- EXTRACT:

-*-

Gartner: PC sales to see worst fall in history

Summary:Shipments of new PCs are set to fall by 11.9 percent this year in the industry's 'sharpest unit decline in history', analysts at Gartner have predicted

The global PC industry will suffer its 'sharpest decline in history' in 2009, as overall demand for PCs falls by 11.9 percent compared with 2008, according to analysts at Gartner.

The new low beats the previous record decline of just 3.2 percent, which took place in 2001. According to a statement from Gartner, both emerging and mature markets are forecast "to suffer unprecedented market slowdowns".

The worst previously recorded performance in emerging market PC sales was growth of 11.1 percent in 2002, but in 2009 they will see contraction of 10.4 percent. Mature market sales had a record fall of 7.9 percent in 2001, but this year they will fall by 13 percent, Gartner said.

One relatively bright spot has been the success of netbooks, which are forecast to total 21 million units in 2009 — almost double the 2008 figure of 11.7 million. Netbooks will "cushion the overall PC market slowdown, but they remain too few to prevent the market's steep decline," the Gartner report said.

Netbooks are forecast to represent eight percent of PC shipments in 2009.

Gartner senior analyst Angela McIntyre said in a statement that "mature markets continue to be the primary consumers of [netbooks] but as prices continue to fall, they are likely to attract increasing numbers of emerging market buyers".

-*-

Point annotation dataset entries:
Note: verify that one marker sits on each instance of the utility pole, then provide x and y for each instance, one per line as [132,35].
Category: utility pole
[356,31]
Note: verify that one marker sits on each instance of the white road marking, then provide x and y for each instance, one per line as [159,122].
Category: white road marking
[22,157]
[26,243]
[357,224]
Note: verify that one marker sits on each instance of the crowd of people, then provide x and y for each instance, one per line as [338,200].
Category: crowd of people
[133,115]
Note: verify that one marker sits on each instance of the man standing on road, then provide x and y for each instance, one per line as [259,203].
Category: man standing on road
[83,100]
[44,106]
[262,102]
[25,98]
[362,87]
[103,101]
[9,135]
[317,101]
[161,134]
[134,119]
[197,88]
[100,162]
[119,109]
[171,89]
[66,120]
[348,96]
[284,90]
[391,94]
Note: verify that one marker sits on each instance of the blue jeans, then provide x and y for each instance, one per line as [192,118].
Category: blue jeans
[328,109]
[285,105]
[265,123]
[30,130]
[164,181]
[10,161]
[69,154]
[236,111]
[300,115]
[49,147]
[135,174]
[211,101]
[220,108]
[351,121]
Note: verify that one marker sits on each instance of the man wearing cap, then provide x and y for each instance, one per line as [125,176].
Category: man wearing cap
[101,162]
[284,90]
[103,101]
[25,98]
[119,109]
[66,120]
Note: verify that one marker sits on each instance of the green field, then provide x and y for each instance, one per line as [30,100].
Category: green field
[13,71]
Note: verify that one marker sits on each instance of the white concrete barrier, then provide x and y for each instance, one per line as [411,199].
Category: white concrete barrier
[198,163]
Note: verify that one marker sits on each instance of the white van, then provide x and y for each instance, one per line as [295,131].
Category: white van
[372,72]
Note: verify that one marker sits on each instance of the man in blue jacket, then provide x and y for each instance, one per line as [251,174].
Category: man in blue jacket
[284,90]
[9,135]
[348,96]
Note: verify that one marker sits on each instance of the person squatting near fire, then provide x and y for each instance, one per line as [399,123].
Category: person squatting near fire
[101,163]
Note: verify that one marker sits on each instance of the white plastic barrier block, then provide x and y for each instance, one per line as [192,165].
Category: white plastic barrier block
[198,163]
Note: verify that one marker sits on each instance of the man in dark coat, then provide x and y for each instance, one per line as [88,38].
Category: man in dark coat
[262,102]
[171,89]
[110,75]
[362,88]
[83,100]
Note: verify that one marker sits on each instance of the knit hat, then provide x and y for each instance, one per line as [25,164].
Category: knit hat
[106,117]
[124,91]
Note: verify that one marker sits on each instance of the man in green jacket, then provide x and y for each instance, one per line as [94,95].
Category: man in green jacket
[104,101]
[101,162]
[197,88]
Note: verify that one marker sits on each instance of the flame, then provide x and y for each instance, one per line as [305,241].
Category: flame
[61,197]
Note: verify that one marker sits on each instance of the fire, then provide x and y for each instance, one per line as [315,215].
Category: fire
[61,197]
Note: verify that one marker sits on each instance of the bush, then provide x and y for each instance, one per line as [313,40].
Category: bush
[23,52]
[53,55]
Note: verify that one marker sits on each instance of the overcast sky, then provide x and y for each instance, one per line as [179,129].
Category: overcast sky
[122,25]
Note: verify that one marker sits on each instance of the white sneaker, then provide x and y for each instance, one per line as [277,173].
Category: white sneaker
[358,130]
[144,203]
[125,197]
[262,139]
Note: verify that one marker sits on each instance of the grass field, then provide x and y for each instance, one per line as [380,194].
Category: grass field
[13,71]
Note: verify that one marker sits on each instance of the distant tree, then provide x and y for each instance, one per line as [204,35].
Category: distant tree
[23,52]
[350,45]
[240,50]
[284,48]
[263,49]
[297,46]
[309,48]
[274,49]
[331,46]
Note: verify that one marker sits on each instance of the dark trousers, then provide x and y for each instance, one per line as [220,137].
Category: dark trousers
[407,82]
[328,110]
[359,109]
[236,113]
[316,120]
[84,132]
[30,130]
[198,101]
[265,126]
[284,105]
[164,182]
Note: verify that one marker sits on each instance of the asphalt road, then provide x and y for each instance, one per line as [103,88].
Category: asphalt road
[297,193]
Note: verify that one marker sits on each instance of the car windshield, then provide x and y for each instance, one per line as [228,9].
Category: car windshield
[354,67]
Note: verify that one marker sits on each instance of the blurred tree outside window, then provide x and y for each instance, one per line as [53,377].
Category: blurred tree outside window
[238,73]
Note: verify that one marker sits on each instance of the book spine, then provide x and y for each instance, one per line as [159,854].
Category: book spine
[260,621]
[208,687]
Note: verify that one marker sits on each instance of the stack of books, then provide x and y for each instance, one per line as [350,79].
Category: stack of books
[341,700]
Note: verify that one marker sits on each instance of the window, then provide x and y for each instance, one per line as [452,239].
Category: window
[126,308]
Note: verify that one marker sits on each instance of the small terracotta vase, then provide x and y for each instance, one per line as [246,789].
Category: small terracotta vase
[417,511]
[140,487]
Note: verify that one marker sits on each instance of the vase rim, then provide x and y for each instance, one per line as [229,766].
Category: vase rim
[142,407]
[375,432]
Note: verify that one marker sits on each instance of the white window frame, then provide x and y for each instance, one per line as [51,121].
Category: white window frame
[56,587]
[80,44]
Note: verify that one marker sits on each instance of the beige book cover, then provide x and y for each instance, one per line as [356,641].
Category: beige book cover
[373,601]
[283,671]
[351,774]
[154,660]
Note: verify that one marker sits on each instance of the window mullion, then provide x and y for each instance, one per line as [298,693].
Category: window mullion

-*-

- TASK OBJECTIVE: Extend the article on Gartner's forecast of falling PC sales, beginning after its final sentence. The entries above were drawn from a separate source.

- ANSWER TO THIS EXERCISE:
All PC suppliers will struggle over the coming months, said Gartner senior analyst Ranjit Atwal. "It will come down to... how exposed they are and in which markets," he said.

"If you look at HP, they look in better shape than some because they are spread between the home and the business markets," Atwal told ZDNet UK on Monday. "But if you look at Dell, they have a big dependency on certain markets and particularly the UK market."

Atwal said particular manufacturers' responses to the decline depended on their relative exposure to the PC market. "Some of them like Toshiba, Sony and others are not dependent on the PC market," he pointed out. "They have the option, and I am not saying they would, just to get out if it is not worthwhile anymore."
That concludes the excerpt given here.